>>>
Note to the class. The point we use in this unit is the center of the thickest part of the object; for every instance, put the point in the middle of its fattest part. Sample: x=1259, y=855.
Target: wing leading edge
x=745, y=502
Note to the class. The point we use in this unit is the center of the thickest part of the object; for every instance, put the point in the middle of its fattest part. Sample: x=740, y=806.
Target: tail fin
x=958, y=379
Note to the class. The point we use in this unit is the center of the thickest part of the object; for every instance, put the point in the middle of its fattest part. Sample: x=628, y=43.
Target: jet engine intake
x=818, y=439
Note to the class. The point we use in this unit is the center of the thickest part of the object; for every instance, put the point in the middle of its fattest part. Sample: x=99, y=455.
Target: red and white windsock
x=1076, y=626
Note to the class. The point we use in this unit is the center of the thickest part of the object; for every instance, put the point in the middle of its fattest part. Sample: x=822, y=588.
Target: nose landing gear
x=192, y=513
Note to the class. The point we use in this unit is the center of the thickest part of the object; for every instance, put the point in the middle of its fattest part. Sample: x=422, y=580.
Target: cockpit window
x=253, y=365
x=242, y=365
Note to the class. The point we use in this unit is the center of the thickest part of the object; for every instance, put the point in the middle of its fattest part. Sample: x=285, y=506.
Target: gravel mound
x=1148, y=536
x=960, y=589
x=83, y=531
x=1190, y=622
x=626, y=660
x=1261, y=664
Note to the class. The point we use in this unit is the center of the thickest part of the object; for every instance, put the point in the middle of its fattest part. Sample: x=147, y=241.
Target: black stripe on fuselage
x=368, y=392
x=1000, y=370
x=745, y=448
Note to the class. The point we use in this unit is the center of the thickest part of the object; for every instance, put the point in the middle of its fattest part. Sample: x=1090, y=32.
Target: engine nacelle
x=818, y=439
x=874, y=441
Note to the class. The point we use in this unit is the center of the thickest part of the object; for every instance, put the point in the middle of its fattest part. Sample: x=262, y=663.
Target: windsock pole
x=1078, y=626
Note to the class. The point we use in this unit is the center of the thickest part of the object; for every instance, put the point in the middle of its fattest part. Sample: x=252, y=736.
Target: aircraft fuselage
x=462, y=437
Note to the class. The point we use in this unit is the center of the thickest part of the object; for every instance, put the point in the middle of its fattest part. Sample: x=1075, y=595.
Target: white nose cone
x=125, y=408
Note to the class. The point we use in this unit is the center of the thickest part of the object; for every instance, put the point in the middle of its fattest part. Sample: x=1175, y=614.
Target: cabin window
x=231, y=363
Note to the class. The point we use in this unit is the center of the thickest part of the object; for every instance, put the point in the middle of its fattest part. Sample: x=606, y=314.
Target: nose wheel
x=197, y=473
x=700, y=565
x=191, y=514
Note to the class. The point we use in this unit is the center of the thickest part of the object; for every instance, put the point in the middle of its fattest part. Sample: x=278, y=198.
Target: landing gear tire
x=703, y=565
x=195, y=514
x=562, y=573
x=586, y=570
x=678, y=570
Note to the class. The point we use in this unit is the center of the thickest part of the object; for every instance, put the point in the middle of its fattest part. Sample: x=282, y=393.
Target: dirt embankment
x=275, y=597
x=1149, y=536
<<<
→ STATED TASK: Reproduce all of the lines above, switching every occurrence of "fattest part" to "widest part" and leaving everything else unaltered.

→ RESPONSE TO THE EXERCISE:
Note to the class. The point we use in this unit is the center of the thickest part of the object; for every instance, put the point in the middle of its widest part. Sample: x=1259, y=855.
Target: wing leading edge
x=745, y=502
Note to the class. The point we use in this unit is the center of the thickest part of the object; for every instance, put the point in the middle of its widest part. Sample: x=740, y=806.
Target: tail fin
x=958, y=379
Note to the class. The point we use in this unit is the center of the thickest part of the object; for every instance, put the point in the middle of its widest part. Sample: x=628, y=43.
Target: jet engine intake
x=818, y=439
Note to the class. The point we use in this unit is the center of the thickest part of the object; for every instance, put the point in the middle of its widest part. Sample: x=99, y=455.
Target: red and white windsock
x=1076, y=626
Note to the class. The point we use in this unit is the center of the thickest part of the object; for every instance, put the point in the middle of its widest part. Sample: x=822, y=588.
Target: nose landing gear
x=192, y=513
Note to the class. The point we use in this unit is the center of the thickest part of the object; for every instance, put the point in the middle of its widest part. Sample: x=422, y=580.
Target: cockpit window
x=253, y=365
x=242, y=365
Note to the class. The point we use in this unit is the center of the thickest part of the object; for every instance, put the point in the middle of its widest part. Sample: x=285, y=506.
Target: gravel mound
x=1148, y=536
x=960, y=589
x=83, y=531
x=1190, y=622
x=626, y=660
x=1261, y=664
Note to the class. The point we use in this unit is the center of the thickest part of the object; for every instance, put the point in the middle of its widest part. Sample: x=147, y=241.
Target: black stripe on fuselage
x=368, y=392
x=1000, y=370
x=745, y=448
Note to the class. The point we use in this unit is the center of the thickest part of the object; for every instance, put the point in the middle of its widest part. Sample: x=1090, y=32.
Target: engine nacelle
x=818, y=439
x=874, y=441
Note to the class. The point we use in this unit is the center of the thickest part of the object; for every instance, put the point in the middle of its widest part. Sample: x=262, y=663.
Target: windsock pole
x=1078, y=626
Note to the class. The point we use in this unit is the center of the thickest part of the object; for every instance, put the point in the middle of its widest part. Sample: x=252, y=736.
Target: aircraft fuselage
x=462, y=437
Note to the class. The point we use in this unit is the center of the thickest part of the object; for every instance, put the point in the middle of its widest part. Sample: x=1075, y=595.
Target: white nose cone
x=125, y=408
Note to the class. The point we use in this unit is the center of the thickest part of the object; for every instance, put the point in the middle of its widest part. Sample: x=1175, y=614.
Target: cabin window
x=231, y=363
Note to the class. The point we use in this unit is the center of the thickest part of the object; for every instance, put the point in the middle of its widest part. Sample: x=606, y=314.
Target: nose wheel
x=197, y=473
x=700, y=565
x=191, y=514
Note to the class. The point we use in this unit is the center of the thickest part of the object; for every instance, put the point in the middle of its widest part. Sample: x=278, y=198.
Target: landing gear tire
x=703, y=565
x=195, y=514
x=562, y=573
x=586, y=570
x=678, y=570
Note to the class. The point we use in this unit is the center of the thickest part of the object; for every instance, put the point in the middle of its widest part. Sample: x=282, y=393.
Target: dirt embankment
x=275, y=597
x=1149, y=536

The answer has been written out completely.